Task details :: Gather every line in the entries below that contains the word "forest". Case counts.

Data lines ::
-- Begin --
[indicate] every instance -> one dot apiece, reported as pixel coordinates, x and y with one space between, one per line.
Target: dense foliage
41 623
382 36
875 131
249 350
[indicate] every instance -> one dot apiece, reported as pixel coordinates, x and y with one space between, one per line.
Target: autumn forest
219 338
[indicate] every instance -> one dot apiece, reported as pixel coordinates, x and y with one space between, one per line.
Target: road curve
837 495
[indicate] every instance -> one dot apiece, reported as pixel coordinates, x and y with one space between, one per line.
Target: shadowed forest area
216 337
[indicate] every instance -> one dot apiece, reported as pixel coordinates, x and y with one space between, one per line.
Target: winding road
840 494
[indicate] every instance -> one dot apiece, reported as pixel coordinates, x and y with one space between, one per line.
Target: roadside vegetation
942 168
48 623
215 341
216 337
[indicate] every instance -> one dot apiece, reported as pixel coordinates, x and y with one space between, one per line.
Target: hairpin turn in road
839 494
-- End --
-- Begin --
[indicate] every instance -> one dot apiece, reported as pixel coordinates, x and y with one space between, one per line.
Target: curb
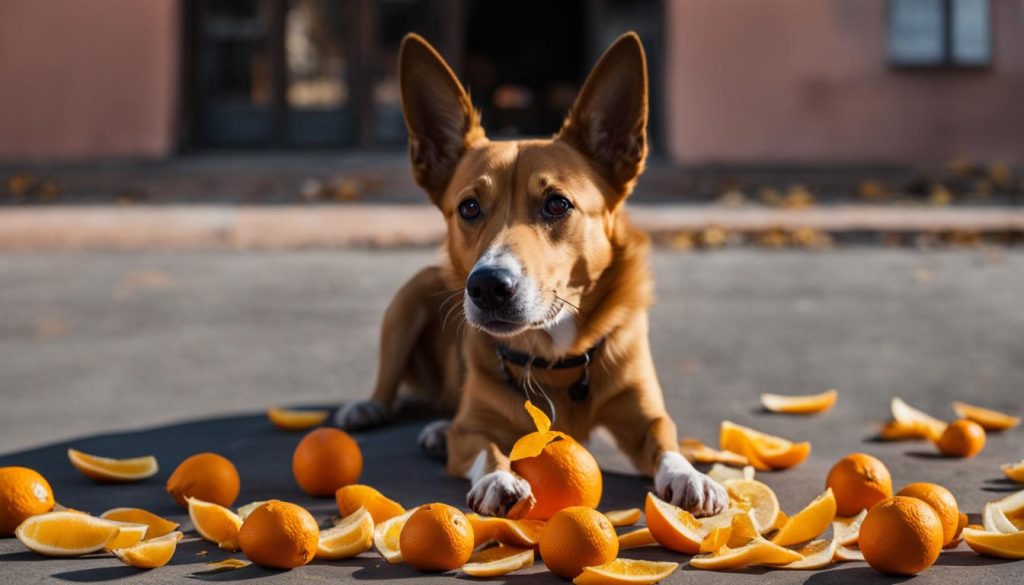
-- End --
-- Begin --
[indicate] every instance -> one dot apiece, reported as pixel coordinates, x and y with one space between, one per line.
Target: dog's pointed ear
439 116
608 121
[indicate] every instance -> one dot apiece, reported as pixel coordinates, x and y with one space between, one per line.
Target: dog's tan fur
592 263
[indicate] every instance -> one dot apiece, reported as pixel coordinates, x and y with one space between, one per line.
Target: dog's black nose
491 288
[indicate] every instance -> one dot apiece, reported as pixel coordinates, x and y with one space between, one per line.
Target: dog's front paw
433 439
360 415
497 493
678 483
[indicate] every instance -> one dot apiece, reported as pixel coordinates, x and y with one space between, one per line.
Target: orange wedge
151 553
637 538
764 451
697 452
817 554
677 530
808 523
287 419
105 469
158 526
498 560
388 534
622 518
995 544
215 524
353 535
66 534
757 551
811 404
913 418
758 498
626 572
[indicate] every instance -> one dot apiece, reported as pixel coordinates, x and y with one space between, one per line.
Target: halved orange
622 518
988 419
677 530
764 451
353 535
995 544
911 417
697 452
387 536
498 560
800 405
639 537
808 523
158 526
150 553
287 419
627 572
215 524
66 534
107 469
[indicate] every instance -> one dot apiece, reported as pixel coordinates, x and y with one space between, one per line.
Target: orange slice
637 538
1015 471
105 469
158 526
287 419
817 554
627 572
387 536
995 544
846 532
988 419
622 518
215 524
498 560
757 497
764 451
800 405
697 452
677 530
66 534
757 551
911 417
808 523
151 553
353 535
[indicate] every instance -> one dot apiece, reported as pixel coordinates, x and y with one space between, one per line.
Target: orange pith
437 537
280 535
-- End --
In response ::
Target: autumn forest
Target: shadowed forest area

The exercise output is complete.